━━ 抽出本文

ウイルス活用、革新的で安全性高いがん治療薬 早期実用化へ新会社 鹿児島大大学院・小戝教授が設立、2社が10億円出資

創薬ベンチャーの設立について説明する鹿児島大学大学院の小戝健一郎教授(左)=28日、鹿児島市

 創薬ベンチャーの設立について説明する鹿児島大学大学院の小戝健一郎教授(左)=28日、鹿児島市

小戝健一郎教授

 小戝健一郎教授

 鹿児島大学は28日、ウイルスを活用したがん治療薬の研究開発を進める大学院医歯学総合研究科の小戝(こさい)健一郎教授(60)=遺伝子治療・再生医学分野=が創薬ベンチャーを設立し、県内外の投資会社2社と10億円規模の出資契約を結んだと明らかにした。新会社は3年後に株式上場する計画で、革新的な治療薬の早期承認と実用化を目指す。
 8月設立の新会社は「サーブ・バイオファーマ」。鹿児島銀行系の鹿児島ディベロップメント(鹿児島市)、大和証券グループのDCIパートナーズ(東京)が共同で出資する。「鹿児島大学認定ベンチャー」に認定され、桜ケ丘キャンパス内に本社を構える。
 小戝教授は、ほぼ全てのがん細胞で異常に出現する「サバイビン」という分子に着目。風邪の原因になるアデノウイルスの遺伝子を独自技術で組み換え、サバイビンに反応するようにした「がん治療用ウイルス薬(腫瘍溶解性ウイルス)」を開発した。ウイルスはがん細胞の中だけで増殖し、がん細胞を破壊するため安全性が高いとされている。

━━━━
━━ 提供情報

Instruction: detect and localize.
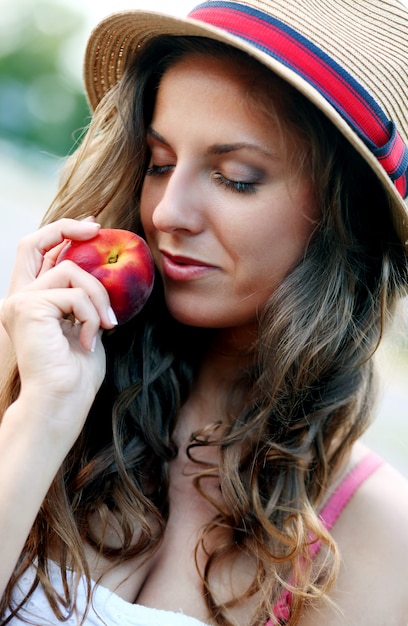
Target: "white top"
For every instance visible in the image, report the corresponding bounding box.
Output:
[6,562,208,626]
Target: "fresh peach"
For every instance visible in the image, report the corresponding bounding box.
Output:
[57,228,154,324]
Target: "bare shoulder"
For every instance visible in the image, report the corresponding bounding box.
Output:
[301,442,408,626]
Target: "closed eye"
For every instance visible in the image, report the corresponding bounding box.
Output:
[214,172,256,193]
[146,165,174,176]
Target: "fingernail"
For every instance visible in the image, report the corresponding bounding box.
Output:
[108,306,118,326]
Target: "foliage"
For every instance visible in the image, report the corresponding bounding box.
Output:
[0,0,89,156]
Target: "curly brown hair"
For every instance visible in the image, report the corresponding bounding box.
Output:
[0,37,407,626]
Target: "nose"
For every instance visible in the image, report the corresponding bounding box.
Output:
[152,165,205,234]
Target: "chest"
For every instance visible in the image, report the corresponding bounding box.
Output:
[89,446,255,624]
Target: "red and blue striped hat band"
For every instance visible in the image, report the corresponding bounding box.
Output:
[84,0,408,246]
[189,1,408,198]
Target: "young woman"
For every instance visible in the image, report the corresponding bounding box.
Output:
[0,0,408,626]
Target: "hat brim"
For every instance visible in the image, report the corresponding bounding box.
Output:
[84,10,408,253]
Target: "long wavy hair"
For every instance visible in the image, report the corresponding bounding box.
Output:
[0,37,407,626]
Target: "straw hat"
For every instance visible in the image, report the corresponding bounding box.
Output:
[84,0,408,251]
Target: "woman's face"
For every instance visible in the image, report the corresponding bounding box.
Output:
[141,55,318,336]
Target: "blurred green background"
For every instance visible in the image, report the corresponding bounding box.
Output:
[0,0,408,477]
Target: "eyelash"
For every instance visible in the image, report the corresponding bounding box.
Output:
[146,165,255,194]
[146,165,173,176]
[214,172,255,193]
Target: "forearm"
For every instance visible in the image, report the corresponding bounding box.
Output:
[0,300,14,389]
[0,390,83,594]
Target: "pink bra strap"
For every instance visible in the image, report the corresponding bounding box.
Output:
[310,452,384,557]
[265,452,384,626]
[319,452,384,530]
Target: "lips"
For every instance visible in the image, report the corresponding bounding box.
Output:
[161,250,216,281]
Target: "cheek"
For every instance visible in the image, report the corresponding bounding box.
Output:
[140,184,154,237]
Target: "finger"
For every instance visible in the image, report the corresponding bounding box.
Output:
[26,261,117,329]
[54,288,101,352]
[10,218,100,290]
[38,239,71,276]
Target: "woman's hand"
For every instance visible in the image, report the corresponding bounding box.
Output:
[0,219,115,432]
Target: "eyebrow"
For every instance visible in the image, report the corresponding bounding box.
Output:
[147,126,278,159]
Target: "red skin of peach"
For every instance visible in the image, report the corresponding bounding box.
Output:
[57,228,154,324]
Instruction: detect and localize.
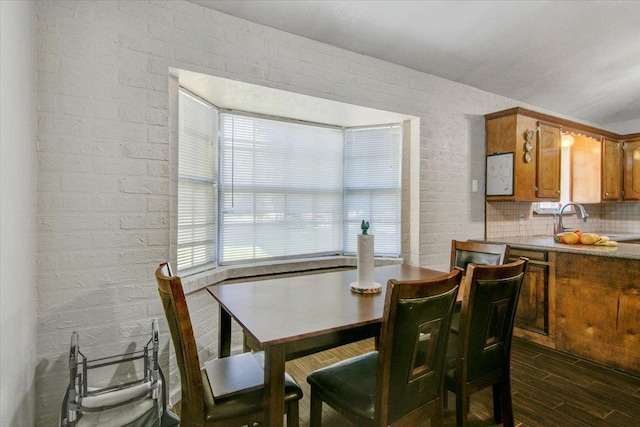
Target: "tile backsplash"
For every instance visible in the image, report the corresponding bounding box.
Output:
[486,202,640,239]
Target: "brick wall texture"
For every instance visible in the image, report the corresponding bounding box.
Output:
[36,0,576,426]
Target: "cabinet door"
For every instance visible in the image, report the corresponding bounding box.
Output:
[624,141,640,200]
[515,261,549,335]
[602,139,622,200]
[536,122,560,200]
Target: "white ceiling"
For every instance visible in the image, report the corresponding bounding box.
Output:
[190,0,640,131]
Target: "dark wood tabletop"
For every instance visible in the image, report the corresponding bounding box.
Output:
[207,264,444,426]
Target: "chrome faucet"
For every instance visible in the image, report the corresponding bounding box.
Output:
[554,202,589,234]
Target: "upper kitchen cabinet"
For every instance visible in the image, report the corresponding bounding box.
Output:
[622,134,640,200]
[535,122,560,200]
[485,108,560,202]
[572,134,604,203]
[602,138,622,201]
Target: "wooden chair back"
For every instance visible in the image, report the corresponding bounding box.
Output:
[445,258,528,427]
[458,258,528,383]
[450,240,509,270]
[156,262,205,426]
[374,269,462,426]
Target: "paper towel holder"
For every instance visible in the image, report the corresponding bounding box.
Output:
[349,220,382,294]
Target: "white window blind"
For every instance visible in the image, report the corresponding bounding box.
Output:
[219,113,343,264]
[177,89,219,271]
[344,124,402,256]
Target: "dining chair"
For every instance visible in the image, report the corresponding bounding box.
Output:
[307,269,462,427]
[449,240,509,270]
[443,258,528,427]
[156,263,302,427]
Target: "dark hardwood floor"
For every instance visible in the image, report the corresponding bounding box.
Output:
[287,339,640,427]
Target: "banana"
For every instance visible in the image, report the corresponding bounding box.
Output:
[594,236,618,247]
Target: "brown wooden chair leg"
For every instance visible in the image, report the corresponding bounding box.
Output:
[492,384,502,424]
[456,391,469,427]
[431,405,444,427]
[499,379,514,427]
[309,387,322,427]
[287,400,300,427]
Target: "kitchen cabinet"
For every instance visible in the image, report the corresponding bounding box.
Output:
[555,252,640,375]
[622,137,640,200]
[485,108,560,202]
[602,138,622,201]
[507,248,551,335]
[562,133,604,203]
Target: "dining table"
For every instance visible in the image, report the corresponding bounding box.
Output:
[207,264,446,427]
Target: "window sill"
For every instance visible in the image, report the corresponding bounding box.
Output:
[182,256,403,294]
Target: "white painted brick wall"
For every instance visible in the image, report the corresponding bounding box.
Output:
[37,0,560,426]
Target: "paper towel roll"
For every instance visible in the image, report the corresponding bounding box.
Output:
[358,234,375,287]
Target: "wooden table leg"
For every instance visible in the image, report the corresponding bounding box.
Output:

━━━━

#### 作業指示:
1. 前掲のがん治療薬の記事から、「鹿児島大学は28日、ウイルス」から「の早期承認と実用化を目指す。」までを、両端の語句も含めて一字一句違えずに再掲してください。
2. 次の(a)～(c)がそれぞれがん治療薬の記事の内容と合致するかを「はい」か「いいえ」で答え、判断の根拠となる記事中の語句を正確に引用してください。(a) 新会社は8月に設立された。(b) 新会社の本社は鹿児島銀行の本店内に置かれる。(c) 開発されたウイルス薬は、インフルエンザウイルスの遺伝子を組み換えて作られた。

#### 各問の解答:
1.
鹿児島大学は28日、ウイルスを活用したがん治療薬の研究開発を進める大学院医歯学総合研究科の小戝(こさい)健一郎教授(60)=遺伝子治療・再生医学分野=が創薬ベンチャーを設立し、県内外の投資会社2社と10億円規模の出資契約を結んだと明らかにした。新会社は3年後に株式上場する計画で、革新的な治療薬の早期承認と実用化を目指す。

2.
(a) はい。「8月設立の新会社は「サーブ・バイオファーマ」。」
(b) いいえ。「桜ケ丘キャンパス内に本社を構える。」
(c) いいえ。「風邪の原因になるアデノウイルスの遺伝子を独自技術で組み換え」